*EXERCISE A*. Translate this sentence from the passage about Chom Thong district into Spanish: "There is a giant tangerine sculpture at the junction between Rama II Road and Suk Sawat Road."

Chom Thong (, ) is one of the 50 districts (khet) of Bangkok, Thailand. The district is bounded by the districts (clockwise from north) Phasi Charoen, Thon Buri, Rat Burana, Thung Khru, Bang Khun Thian, and Bang Bon.

History
Chom Thong was part of Bang Khun Thien District until an announcement on 9 November 1989. On 14 October 1997, parts of Bang Pakok sub-district of Rat Burana and parts of Bukkhalo Sub-district of Thon Buri were transferred to Chom Thong during the administrative reform which rearranged the 38 Bangkok districts into 50 districts.

Economy
The district, together with Thung Khru, is well known for its tangerines, the Bang Mot tangerine. There is a giant tangerine sculpture at the junction between Rama II Road and Suk Sawat Road. The district is also the home of the Poomjai Garden lychee farm, Bangkok's last lychee plantation.

*EXERCISE B*. From the entries below, write out the part that opens with the line containing "Exercise. Mark the cliff" and closes with the line containing "Query: cliff face", both lines included. Omit the picture.

*SUPPLIED RECORDS*.
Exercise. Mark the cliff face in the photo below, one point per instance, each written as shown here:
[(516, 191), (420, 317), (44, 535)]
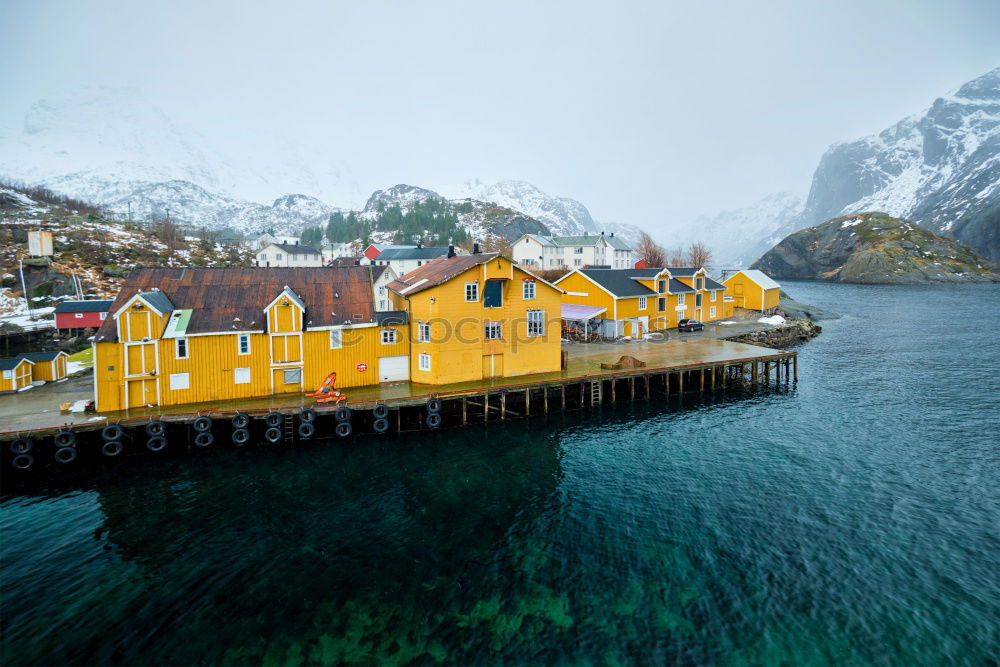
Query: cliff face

* * *

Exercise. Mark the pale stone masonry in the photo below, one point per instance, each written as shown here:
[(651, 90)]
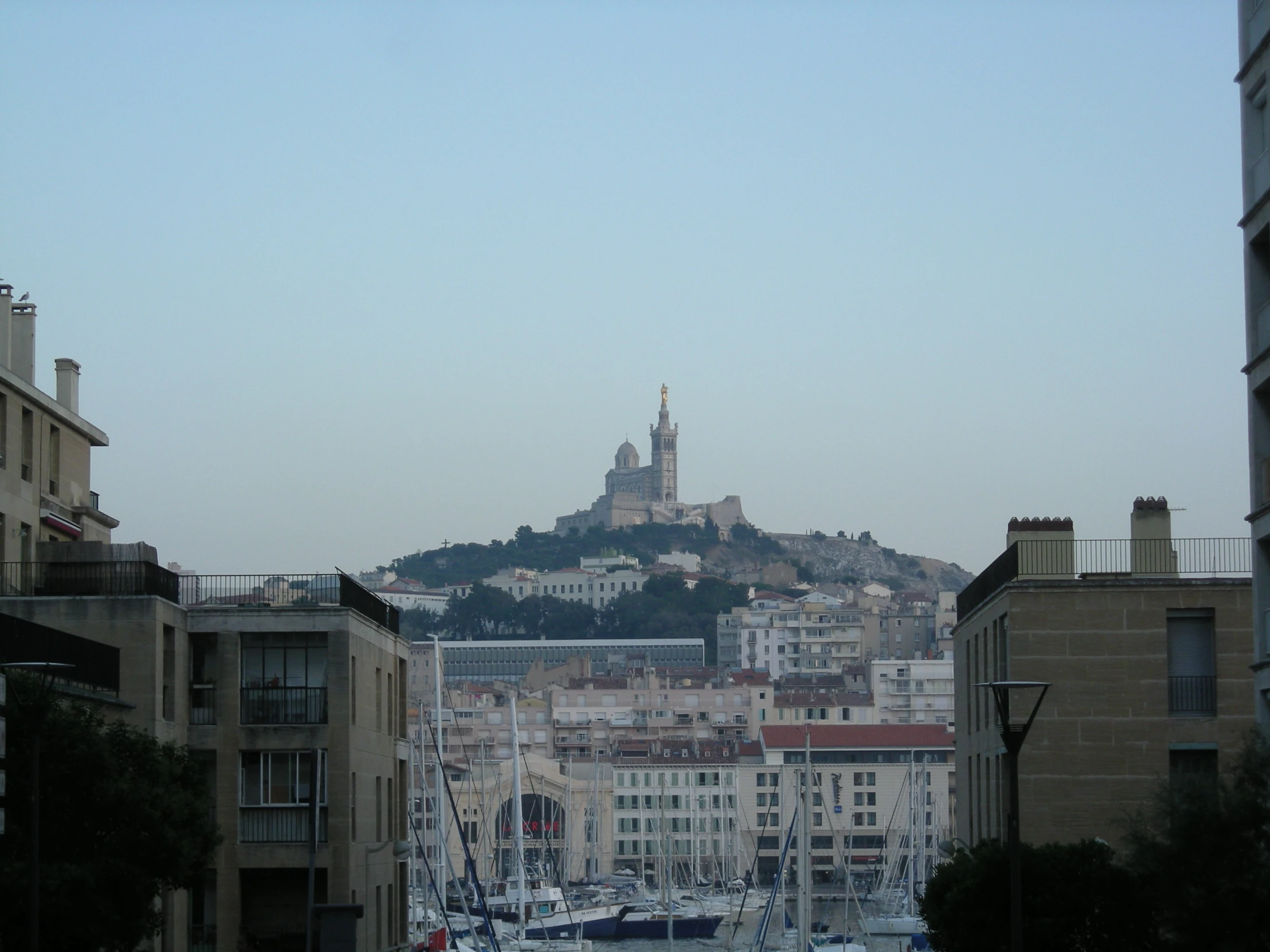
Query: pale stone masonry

*WORKED ANSWER A*. Hay una escultura gigante de una mandarina en el cruce entre la carretera Rama II y la carretera Suk Sawat.

*WORKED ANSWER B*.
Exercise. Mark the cliff face in the photo below, one point per instance, each written as shown here:
[(516, 191), (420, 317), (44, 535)]
Query: cliff face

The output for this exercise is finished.